Requirement:
All of the data that follows should be retyped exactly as it appears.

(Information shown)

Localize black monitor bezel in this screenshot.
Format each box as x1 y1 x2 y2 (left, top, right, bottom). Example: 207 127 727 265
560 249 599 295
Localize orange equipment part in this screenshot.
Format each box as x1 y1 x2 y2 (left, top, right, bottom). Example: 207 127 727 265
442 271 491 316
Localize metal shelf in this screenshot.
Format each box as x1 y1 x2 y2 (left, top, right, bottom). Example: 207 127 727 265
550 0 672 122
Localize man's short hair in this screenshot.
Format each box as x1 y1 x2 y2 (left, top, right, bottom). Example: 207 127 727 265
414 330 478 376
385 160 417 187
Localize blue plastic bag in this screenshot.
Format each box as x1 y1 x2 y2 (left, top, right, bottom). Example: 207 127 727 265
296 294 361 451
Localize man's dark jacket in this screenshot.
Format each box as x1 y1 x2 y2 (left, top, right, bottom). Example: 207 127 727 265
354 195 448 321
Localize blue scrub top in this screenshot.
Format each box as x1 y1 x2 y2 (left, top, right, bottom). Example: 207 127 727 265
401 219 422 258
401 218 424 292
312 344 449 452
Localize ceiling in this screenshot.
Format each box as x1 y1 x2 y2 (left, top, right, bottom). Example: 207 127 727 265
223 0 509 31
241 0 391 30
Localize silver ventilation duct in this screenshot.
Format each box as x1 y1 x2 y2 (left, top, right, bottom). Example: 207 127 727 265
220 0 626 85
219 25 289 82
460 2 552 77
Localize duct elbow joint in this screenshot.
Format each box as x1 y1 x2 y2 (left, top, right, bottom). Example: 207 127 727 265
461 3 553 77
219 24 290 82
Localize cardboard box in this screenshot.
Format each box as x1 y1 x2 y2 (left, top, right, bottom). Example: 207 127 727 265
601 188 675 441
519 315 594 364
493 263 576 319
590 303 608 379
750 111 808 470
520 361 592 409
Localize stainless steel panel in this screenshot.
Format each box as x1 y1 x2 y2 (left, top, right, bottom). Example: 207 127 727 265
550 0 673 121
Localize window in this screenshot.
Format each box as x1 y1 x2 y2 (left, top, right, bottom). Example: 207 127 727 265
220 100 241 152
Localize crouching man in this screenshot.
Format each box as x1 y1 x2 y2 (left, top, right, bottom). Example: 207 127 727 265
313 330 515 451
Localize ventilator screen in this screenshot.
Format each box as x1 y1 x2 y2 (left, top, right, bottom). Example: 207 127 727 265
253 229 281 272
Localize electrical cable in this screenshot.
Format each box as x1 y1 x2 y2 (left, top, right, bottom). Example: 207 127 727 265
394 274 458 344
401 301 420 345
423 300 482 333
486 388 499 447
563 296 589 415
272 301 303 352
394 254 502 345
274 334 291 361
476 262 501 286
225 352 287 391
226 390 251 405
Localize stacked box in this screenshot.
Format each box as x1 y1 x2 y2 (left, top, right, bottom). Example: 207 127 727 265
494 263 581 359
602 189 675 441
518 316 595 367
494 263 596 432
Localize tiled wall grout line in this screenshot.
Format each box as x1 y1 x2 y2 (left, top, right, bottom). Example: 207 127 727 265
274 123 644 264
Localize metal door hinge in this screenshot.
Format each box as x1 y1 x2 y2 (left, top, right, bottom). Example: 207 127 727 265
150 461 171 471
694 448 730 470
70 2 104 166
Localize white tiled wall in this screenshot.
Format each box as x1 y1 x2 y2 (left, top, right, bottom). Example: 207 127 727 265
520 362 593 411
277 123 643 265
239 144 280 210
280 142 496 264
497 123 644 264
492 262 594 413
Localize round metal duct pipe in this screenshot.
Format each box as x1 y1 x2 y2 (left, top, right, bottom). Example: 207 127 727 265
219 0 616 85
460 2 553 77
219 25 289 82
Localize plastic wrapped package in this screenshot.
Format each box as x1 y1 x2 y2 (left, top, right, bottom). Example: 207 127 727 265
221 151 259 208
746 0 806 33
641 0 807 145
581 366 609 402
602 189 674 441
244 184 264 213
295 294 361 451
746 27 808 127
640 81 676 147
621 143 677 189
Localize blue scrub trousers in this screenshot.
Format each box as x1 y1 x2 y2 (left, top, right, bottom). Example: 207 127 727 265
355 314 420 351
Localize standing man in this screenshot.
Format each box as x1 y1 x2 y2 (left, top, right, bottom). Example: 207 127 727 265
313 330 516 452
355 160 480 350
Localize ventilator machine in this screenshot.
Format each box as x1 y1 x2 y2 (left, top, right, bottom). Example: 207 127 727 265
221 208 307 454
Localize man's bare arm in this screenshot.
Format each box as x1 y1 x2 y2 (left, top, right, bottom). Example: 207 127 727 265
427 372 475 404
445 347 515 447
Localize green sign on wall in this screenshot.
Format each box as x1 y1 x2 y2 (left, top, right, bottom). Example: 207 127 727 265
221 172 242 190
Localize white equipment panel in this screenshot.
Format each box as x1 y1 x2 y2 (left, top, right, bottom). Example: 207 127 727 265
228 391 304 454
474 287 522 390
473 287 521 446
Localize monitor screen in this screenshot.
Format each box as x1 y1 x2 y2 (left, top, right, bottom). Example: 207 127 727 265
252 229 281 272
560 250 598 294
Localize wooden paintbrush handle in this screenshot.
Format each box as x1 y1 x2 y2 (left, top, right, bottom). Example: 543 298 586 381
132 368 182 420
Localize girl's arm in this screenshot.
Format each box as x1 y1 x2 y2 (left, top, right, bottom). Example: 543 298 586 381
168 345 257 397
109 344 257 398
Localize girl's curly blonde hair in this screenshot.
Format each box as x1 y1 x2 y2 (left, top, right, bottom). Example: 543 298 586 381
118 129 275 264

(End Information shown)

Response to this exercise:
Localize black monitor bezel in this screenshot.
Format each box as x1 y1 x2 y2 (left, top, right, bottom). Example: 207 127 727 265
560 249 599 295
Localize orange equipment part in this screenshot.
Format each box as x1 y1 x2 y2 (left, top, right, bottom). Example: 207 127 727 265
442 271 491 316
Localize metal shelf in this screenshot.
Format each box as x1 y1 x2 y2 (left, top, right, bottom). Example: 207 127 727 265
550 0 672 122
Localize man's short hair in this screenshot.
Format each box as x1 y1 x2 y2 (left, top, right, bottom). Example: 207 127 727 265
414 330 478 376
385 160 417 187
Localize blue plastic bag in this screenshot.
Format each box as x1 y1 x2 y2 (left, top, right, bottom). Example: 207 127 727 265
296 294 361 451
Localize man's dark jacket in this screenshot.
Format each box as x1 y1 x2 y2 (left, top, right, bottom). Example: 207 127 727 265
354 195 448 321
Localize blue scrub top in this screenshot.
Format each box as x1 y1 x2 y2 (left, top, right, bottom). Example: 207 127 727 265
401 219 422 258
401 218 424 292
312 344 449 452
Localize ceiling in this screenshot.
Format each box as x1 y1 x2 y2 (left, top, right, bottom). Example: 207 127 727 265
223 0 509 31
241 0 391 30
Localize silver ventilation duct in this screenshot.
Format each box as x1 y1 x2 y2 (left, top, right, bottom). Example: 207 127 727 265
220 0 626 85
219 25 289 82
460 2 552 77
Localize duct elbow joint in this screenshot.
Format each box as x1 y1 x2 y2 (left, top, right, bottom). Example: 207 127 727 265
461 3 553 77
219 24 290 82
Localize cardboard box in this screenshot.
Format each box as x1 y1 x2 y2 (left, top, right, bottom). Example: 207 127 727 265
601 188 675 441
519 315 594 364
493 263 576 319
590 303 608 379
750 111 808 470
520 361 592 409
Localize stainless steel panel in this screenshot.
Format each box as x1 y1 x2 y2 (left, top, right, bottom). Example: 207 127 727 265
550 0 673 121
Localize window in this screenshot.
Format each box as x1 y1 x2 y2 (left, top, right, bottom). Example: 207 127 727 265
220 100 241 152
Localize crouching man in this screenshot.
Format each box as x1 y1 x2 y2 (left, top, right, bottom). Example: 207 127 727 265
313 330 515 451
Localize ventilator screen in this screenshot.
Format each box as x1 y1 x2 y2 (left, top, right, bottom). Example: 207 127 727 265
253 229 281 272
Localize electrical cable in this screenshot.
Format each box as x1 y1 x2 y2 (left, top, right, bottom). Example: 207 127 727 265
394 274 458 344
401 301 420 345
423 300 482 333
486 388 499 447
563 296 589 415
272 301 303 352
394 254 502 345
274 334 291 361
476 262 501 286
225 352 287 391
226 390 251 405
Localize stacked box in this screenshot.
Format each box as x1 y1 x2 y2 (left, top, right, bottom). Example: 207 127 727 265
494 263 581 359
602 189 675 441
518 316 595 367
494 263 596 432
Localize tiled wall grout line in this screenshot.
Format each box as x1 y1 x2 y2 (left, top, right, bottom). Example: 207 127 727 265
274 123 644 264
Localize metal door hinge in this screenshot.
Format each box as x1 y1 x2 y2 (left, top, right, bottom). Example: 207 127 727 265
150 461 171 471
694 448 730 470
70 2 104 166
Localize white tiled wall in this screenshot.
Format each box as x1 y1 x2 y2 (left, top, right, bottom). Example: 207 127 727 265
520 362 593 411
277 123 643 265
239 144 280 210
280 142 496 264
497 123 644 264
492 262 594 413
Localize round metal duct pipe in this screenshot.
Format each box as x1 y1 x2 y2 (left, top, right, bottom). Example: 207 127 727 265
219 0 616 85
460 2 553 77
219 25 289 82
Localize plastic wrapped package in this screenshot.
Format each box as x1 y1 x2 y2 (left, top, right, bottom). Example: 207 127 727 265
221 151 259 208
746 0 806 33
641 0 807 145
581 366 609 402
602 189 674 441
244 184 264 213
295 294 361 451
746 27 808 127
640 81 676 147
621 143 677 189
Localize blue scrub trousers in this screenshot.
Format each box as x1 y1 x2 y2 (left, top, right, bottom). Example: 207 127 727 265
355 314 420 351
Localize standing man in this screenshot.
Format each box as x1 y1 x2 y2 (left, top, right, bottom). Example: 207 127 727 265
313 330 516 452
355 160 480 350
Localize ventilator machine in this screenshot.
Format each box as x1 y1 x2 y2 (left, top, right, bottom). Example: 207 127 727 265
221 208 307 454
Localize man's bare arm in this screenshot.
Format each box as x1 y1 x2 y2 (left, top, right, bottom). Example: 207 127 727 265
427 372 475 404
445 347 515 447
Localize green sign on wall in this screenshot.
Format each box as x1 y1 x2 y2 (left, top, right, bottom). Example: 207 127 727 265
221 172 242 190
Localize white equipment panel in this screenshot.
Format each box as x1 y1 x2 y2 (left, top, right, bottom). Example: 207 127 727 265
228 391 304 454
474 287 522 390
473 287 521 446
Localize monitor screen in this screenshot.
Format each box as x1 y1 x2 y2 (left, top, right, bottom). Example: 207 127 727 265
252 229 281 272
560 250 598 294
Localize wooden paintbrush handle in this screenshot.
Format each box as x1 y1 x2 y2 (left, top, right, bottom). Example: 543 298 586 381
132 368 182 420
Localize girl's arm in this screenshot.
Format each box as x1 y1 x2 y2 (left, top, right, bottom). Example: 543 298 586 381
168 345 257 397
109 344 257 398
Localize girl's curly blonde hair in this screenshot.
Format each box as x1 y1 x2 y2 (left, top, right, bottom). Example: 543 298 586 381
118 129 275 264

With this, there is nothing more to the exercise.